Reproduce all the entries exactly and keep the pictures out.
# Start of Records
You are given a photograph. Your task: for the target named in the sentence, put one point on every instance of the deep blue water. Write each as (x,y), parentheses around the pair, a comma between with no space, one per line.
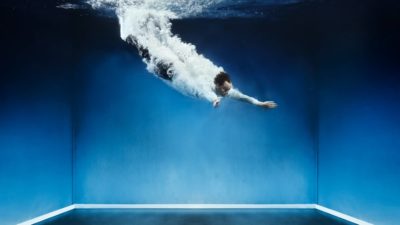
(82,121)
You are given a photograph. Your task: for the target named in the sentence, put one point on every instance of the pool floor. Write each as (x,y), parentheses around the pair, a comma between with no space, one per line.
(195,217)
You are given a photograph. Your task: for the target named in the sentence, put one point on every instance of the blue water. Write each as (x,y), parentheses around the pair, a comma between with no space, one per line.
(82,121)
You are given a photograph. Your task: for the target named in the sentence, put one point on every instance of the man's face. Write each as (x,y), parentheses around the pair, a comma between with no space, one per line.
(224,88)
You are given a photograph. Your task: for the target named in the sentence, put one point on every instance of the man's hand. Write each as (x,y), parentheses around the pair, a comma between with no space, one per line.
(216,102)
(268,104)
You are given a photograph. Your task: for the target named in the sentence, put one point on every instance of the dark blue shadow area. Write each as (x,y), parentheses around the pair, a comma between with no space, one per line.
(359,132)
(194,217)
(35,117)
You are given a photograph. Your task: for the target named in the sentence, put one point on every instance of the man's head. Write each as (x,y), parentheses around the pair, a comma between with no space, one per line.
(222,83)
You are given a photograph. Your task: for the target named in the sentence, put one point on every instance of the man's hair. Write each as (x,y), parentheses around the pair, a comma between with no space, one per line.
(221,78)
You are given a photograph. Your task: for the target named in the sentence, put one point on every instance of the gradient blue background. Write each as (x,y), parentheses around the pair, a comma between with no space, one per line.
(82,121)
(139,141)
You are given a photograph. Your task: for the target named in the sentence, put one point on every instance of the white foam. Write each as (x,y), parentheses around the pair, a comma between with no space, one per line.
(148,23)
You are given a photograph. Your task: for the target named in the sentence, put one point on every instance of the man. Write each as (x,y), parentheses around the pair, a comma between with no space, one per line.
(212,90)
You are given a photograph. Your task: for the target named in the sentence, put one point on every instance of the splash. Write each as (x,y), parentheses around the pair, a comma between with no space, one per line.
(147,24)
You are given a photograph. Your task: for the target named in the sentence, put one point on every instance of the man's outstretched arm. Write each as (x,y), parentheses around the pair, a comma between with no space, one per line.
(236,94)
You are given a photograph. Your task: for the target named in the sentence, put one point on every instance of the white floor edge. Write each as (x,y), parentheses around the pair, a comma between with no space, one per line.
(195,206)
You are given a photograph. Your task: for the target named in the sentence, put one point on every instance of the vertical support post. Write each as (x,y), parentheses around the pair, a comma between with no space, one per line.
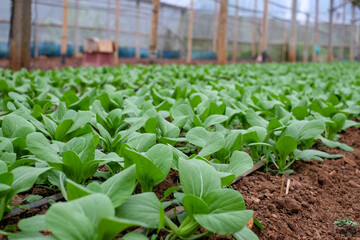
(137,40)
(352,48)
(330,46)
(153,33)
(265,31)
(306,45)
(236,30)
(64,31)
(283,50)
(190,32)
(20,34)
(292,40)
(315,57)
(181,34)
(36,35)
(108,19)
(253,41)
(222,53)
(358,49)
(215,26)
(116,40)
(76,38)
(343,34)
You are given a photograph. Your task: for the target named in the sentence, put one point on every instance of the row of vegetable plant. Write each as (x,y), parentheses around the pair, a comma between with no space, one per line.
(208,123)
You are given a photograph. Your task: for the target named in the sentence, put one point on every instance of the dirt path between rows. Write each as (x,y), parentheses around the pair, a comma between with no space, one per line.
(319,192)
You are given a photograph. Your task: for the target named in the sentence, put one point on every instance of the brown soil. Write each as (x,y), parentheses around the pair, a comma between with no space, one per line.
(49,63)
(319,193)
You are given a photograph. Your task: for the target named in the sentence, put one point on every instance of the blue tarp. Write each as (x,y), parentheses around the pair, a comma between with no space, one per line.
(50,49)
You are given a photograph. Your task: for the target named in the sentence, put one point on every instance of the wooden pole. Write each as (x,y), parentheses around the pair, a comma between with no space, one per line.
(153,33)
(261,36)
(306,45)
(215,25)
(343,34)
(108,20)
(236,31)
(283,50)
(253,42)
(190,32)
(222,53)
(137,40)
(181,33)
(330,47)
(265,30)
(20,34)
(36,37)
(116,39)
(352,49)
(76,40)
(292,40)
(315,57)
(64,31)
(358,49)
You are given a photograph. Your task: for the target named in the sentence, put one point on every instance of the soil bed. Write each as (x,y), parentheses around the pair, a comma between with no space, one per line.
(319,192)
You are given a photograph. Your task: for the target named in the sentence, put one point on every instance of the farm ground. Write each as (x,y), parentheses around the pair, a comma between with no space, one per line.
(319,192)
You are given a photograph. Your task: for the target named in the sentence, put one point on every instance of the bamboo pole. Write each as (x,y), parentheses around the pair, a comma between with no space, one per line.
# End of Records
** Correct output **
You are given a photograph. Your task: for the target named in the sentence, put one point on every instance of the deep blue water. Write each as (x,y), parentheses around the pair, a comma between with no space, one per line.
(82,121)
You are given a photograph. Your task: for the target named in the sentence, put one point on every instance of the pool floor. Write each as (x,y), parentheses around the pair, a comma between with no space, one per line.
(195,217)
You are given a photograph. Your task: for the target named in the sentence, put one point on every instance of the blue water. Write each as (x,y), parentheses around the pair, a comma between with no space, one per line.
(82,121)
You are given a photograph. Your task: for the target named in the sentence, put one point on every instance of the man's face. Write each as (x,y), parentheses around the pair, a comma between with no space, one per line.
(224,88)
You are given a photograph. Your task: for the target named in the sentence, put one point on every instance of the man's hand. Write each as (x,y), parentheses around the pair, a comma between with no space, one per line.
(216,102)
(268,104)
You are given a photograph. Your task: for the target named in the sentence, put one point on every instance of the dark blue shadow area. Write each as (x,y), parentheses around the pair, a comma between with no space, one per line.
(359,132)
(194,217)
(35,117)
You are given a photograph. Your task: for the target named in the sentence, put one point on every instance of the man's head. Write each as (x,y), parentheses around the pair, a comma between with no space, one per line.
(222,83)
You are given a photograph. Your task: for the target named in the sentence, put one point on every instance of the man's hair. Write each as (x,y), parentheses around the pair, a comma between with no space, one per line.
(221,78)
You are given a photograph. Your task: for the target named in the sentence, put one point on every instance of the gradient blue background. Write each as (x,y), parentheses around the pair, a comma between with no space, one per line.
(82,121)
(139,141)
You are given a photograph. Your task: for the target named in the sentence, put one point on every instance of the white foam. Write each as (x,y), parentheses around the pair, a comma between with no space, one per line.
(148,23)
You are given a photograph. Your task: for the target named in the sentence, put one point on every instance of the man. Write each as (x,y), parentheses around the pair, a comma between with no space, one per line.
(212,90)
You are given a photograph. Your task: for the target named in the sentence, put one point on every instance of the splash. Write each as (x,y), parentheses around the pair, a comma between with no space, one per line.
(147,24)
You are given a photograph. Your task: for the target named in the sentence, put one point on every instance of the man's outstretched arm. Write each as (x,y), parentheses around the pair, a comma between with no space, one per line.
(236,94)
You are given a photograph. Your task: for the target named in the sentence, put one point on every instance of the white floor edge. Write each as (x,y), parentheses around the pair, a comma between with no space, one per line.
(195,206)
You are given a photograph. Your task: for the target named in the sentence, put one point on every instance of the vertical support post. Write each as (x,y), parentheses around the pair, a comma between with no space, one per line.
(137,40)
(352,48)
(330,46)
(153,33)
(265,31)
(306,45)
(236,30)
(64,31)
(283,50)
(190,32)
(20,34)
(292,40)
(315,57)
(181,34)
(36,35)
(108,19)
(253,41)
(222,53)
(358,49)
(215,26)
(116,40)
(76,38)
(343,34)
You are given a photograph. Your task: for the target named in the sentence, put one point on every instance of the row of vegetable plant. Write each as (x,y), parentheses around the pair, a comma between with no space, one per line.
(208,123)
You are given a photograph. Your task: for the target named in the sentence, put one point on every instance of the dirt path between rows. Write each as (x,y), parentheses around the pair, a comma between with no space, one per line.
(319,192)
You are given a photograph. Your task: for the target named in the sentence, put one point on every instance of the brown soil. Write each as (x,y), parentheses around the pair, a comma between with no space, one per line.
(49,63)
(319,193)
You are given a photograph. Your task: for the target named in the sentence, put one point on every instance of the blue tarp. Write each as (x,y), parentheses around the pair, a comma between with no space, one per line.
(50,49)
You are given a photograph. Your task: for the target named in the sentence, put one point on every instance of the wooden pole. Write each as (x,y), parentheses around the pair, a comma between with no space, one per line.
(153,33)
(261,36)
(306,45)
(215,25)
(343,34)
(108,20)
(236,31)
(283,50)
(253,42)
(190,32)
(222,53)
(137,40)
(181,33)
(330,47)
(265,30)
(20,34)
(36,37)
(116,39)
(352,49)
(76,40)
(292,40)
(315,57)
(64,31)
(358,49)
You are given a photograph. Your task: for the target named in the sentence, put one point on every instance of the soil bed. Write each as (x,y), parentheses around the pair, a comma between with no space, one per line.
(319,192)
You are given a photograph. Your task: for the target named in the sentence, put one point on every instance of the farm ground. Write each as (x,y), parentheses around the pair, a comma between with no space, one per line.
(319,192)
You are given a photograph. Your task: for the target named in the sentence, put one point on every instance of the bamboo pole. Write each as (x,y), parentheses around the pair, a comma between with no space, one per line.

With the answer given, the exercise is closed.